* _Check your understanding_:
1. List every "pip install" command that appears in the NLTK setup text, one per line.
2. Continue the NLTK setup text from its last sentence onward.

Finputer___Data science and artificial intelligence: Natural Language Processing

If we want to build applications with Natural Language processing then the change in context makes it most difficult. The context factor influences how the machine understands a particular sentence. Hence, we need to develop Natural language applications by using machine learning approaches so that machine can also understand the way a human can understand the context.

To build such applications we will use the Python package called NLTK (Natural Language Toolkit Package).

Importing NLTK

We need to install NLTK before using it. It can be installed with the help of the following command −

pip install nltk

To build a conda package for NLTK, use the following command −

conda install -c anaconda nltk

Now after installing the NLTK package, we need to import it through the python command prompt. We can import it by writing the following command on the Python command prompt −

>>> import nltk

Downloading NLTK’s Data

Now after importing NLTK, we need to download the required data. It can be done with the help of the following command on the Python command prompt −

>>> nltk.download()

Installing Other Necessary Packages

For building natural language processing applications by using NLTK, we need to install the necessary packages. The packages are as follows −

gensim

It is a robust semantic modeling library that is useful for many applications. We can install it by executing the following command −

pip install gensim

pattern

It is used to make gensim package work properly. We can install it by executing the following command

pip install pattern

Concept of Tokenization, Stemming, and Lemmatization

In this section, we will understand what is tokenization, stemming, and lemmatization.

* _Study material_:
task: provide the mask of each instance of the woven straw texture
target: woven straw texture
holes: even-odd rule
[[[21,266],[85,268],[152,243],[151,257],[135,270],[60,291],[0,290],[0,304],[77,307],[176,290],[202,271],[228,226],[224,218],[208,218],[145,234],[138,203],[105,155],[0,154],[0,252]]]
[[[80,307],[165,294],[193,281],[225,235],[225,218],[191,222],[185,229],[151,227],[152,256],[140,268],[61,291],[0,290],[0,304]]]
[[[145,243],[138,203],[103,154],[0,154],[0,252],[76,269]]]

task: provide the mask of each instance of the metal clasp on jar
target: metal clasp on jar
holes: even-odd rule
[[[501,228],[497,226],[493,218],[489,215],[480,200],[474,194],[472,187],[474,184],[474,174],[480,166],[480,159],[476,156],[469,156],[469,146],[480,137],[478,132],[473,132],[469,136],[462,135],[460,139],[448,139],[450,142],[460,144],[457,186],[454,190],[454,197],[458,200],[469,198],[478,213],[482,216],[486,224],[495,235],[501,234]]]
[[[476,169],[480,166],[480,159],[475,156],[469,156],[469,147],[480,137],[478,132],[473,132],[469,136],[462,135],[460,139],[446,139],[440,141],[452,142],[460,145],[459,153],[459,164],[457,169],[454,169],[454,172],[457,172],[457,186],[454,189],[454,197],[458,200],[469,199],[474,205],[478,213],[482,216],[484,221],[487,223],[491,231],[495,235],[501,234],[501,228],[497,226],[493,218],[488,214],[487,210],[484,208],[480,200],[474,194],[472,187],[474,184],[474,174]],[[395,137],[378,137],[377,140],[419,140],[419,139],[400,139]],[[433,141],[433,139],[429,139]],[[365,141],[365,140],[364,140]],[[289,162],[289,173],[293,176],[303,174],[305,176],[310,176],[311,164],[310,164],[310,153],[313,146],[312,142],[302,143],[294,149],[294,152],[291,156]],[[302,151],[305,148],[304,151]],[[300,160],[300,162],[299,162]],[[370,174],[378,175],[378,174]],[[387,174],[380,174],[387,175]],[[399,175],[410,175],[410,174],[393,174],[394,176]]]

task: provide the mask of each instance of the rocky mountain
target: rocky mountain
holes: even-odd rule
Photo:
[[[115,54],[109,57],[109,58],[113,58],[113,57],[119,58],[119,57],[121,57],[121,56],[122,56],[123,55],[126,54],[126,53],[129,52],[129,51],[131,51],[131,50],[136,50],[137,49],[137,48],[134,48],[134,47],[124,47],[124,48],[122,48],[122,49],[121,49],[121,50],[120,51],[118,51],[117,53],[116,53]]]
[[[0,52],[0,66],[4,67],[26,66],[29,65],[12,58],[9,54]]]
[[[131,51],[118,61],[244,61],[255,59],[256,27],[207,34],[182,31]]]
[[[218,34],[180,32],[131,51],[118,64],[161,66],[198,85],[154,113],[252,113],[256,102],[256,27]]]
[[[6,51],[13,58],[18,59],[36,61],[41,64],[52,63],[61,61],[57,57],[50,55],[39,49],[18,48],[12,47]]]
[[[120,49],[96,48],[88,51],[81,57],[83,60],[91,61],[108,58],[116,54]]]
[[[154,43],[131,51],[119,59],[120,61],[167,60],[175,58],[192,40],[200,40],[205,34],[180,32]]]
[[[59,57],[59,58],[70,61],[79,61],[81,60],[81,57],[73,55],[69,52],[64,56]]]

* _Answers for each item_:
1.
pip install nltk
pip install gensim
pip install pattern

2.
Tokenization

It may be defined as the process of breaking the given text i.e. the character sequence into smaller units called tokens. The tokens may be the words, numbers or punctuation marks. It is also called word segmentation. Following is a simple example of tokenization −

Input − Mango, banana, pineapple and apple all are fruits.

Output −

The process of breaking the given text can be done with the help of locating the word boundaries. The ending of a word and the beginning of a new word are called word boundaries. The writing system and the typographical structure of the words influence the boundaries.

In the Python NLTK module, we have different packages related to tokenization which we can use to divide the text into tokens as per our requirements. Some of the packages are as follows −

sent_tokenize package

As the name suggest, this package will divide the input text into sentences. We can import this package with the help of the following Python code −

from nltk.tokenize import sent_tokenize

word_tokenize package

This package divides the input text into words. We can import this package with the help of the following Python code −

from nltk.tokenize import word_tokenize

WordPunctTokenizer package

This package divides the input text into words as well as the punctuation marks. We can import this package with the help of the following Python code −

from nltk.tokenize import WordPuncttokenizer

Stemming

While working with words, we come across a lot of variations due to grammatical reasons. The concept of variations here means that we have to deal with different forms of the same words like democracy, democratic, and democratization. It is very necessary for machines to understand that these different words have the same base form. In this way, it would be useful to extract the base forms of the words while we are analyzing the text.

We can achieve this by stemming. In this way, we can say that stemming is the heuristic process of extracting the base forms of the words by chopping off the ends of words.

In the Python NLTK module, we have different packages related to stemming. These packages can be used to get the base forms of word. These packages use algorithms. Some of the packages are as follows −

PorterStemmer package

This Python package uses the Porter’s algorithm to extract the base form. We can import this package with the help of the following Python code −

from nltk.stem.porter import PorterStemmer

For example, if we will give the word ‘writing’ as the input to this stemmer them we will get the word ‘write’ after stemming.

LancasterStemmer package

This Python package will use the Lancaster’s algorithm to extract the base form. We can import this package with the help of the following Python code −

from nltk.stem.lancaster import LancasterStemmer

For example, if we will give the word ‘writing’ as the input to this stemmer them we will get the word ‘write’ after stemming.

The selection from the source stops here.